Start of Block

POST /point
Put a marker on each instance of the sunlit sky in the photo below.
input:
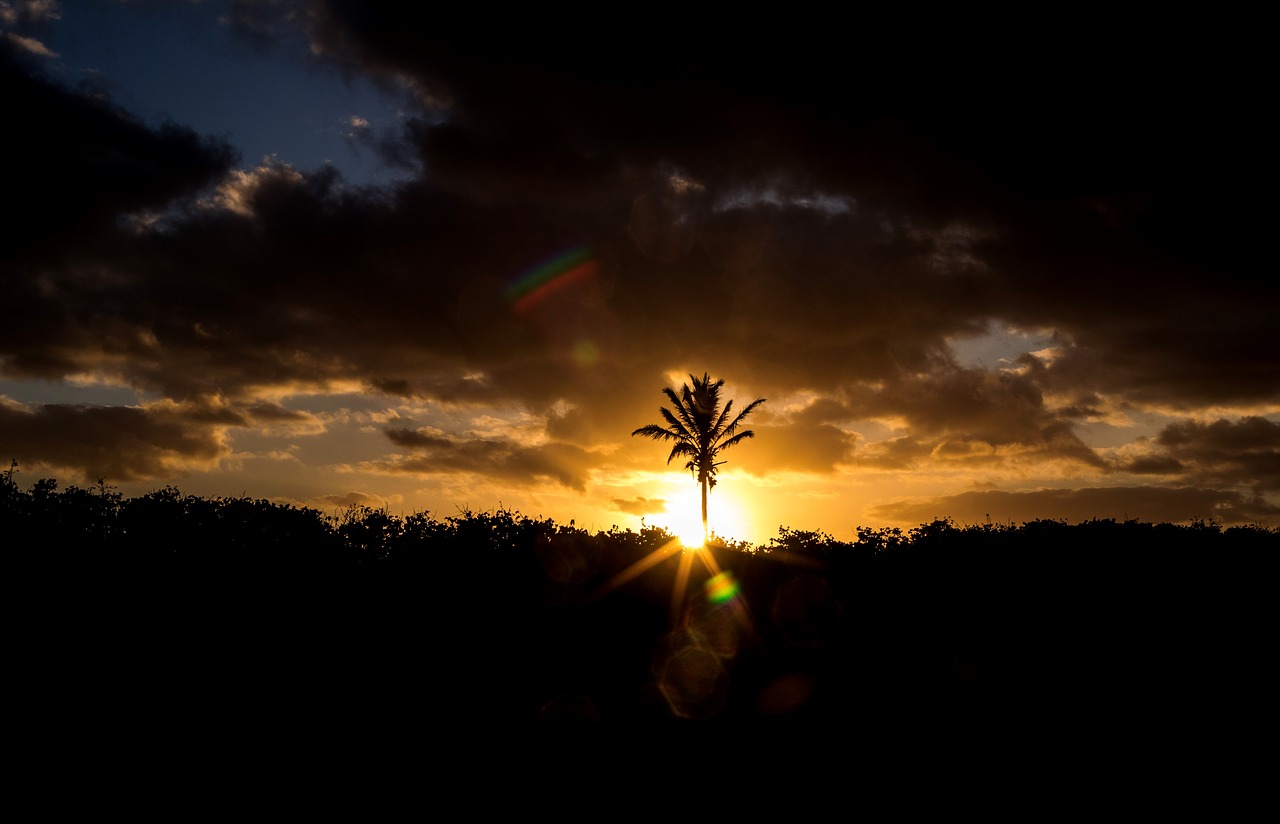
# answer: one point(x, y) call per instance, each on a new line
point(348, 252)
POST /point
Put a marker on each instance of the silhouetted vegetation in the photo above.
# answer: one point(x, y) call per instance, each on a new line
point(170, 614)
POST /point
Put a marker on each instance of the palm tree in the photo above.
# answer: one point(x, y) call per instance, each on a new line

End of Block

_WORK TO BE COMPLETED_
Omit the images; transcribe the listing verbatim.

_EXERCISE ANSWER_
POST /point
Put a marker on each instance of the sunlit sky in the photo below.
input:
# answer: one point(x, y) call per instance, each on a new line
point(348, 252)
POST /point
Put a marker on each instance of the silhouetted vegetation in the photo above.
# answer: one point(x, y) call per instance, each on a new line
point(170, 614)
POST /point
Put a marker on each instance of the palm tree in the photo above.
# answer: one point(x, y) call per instance, each on a new line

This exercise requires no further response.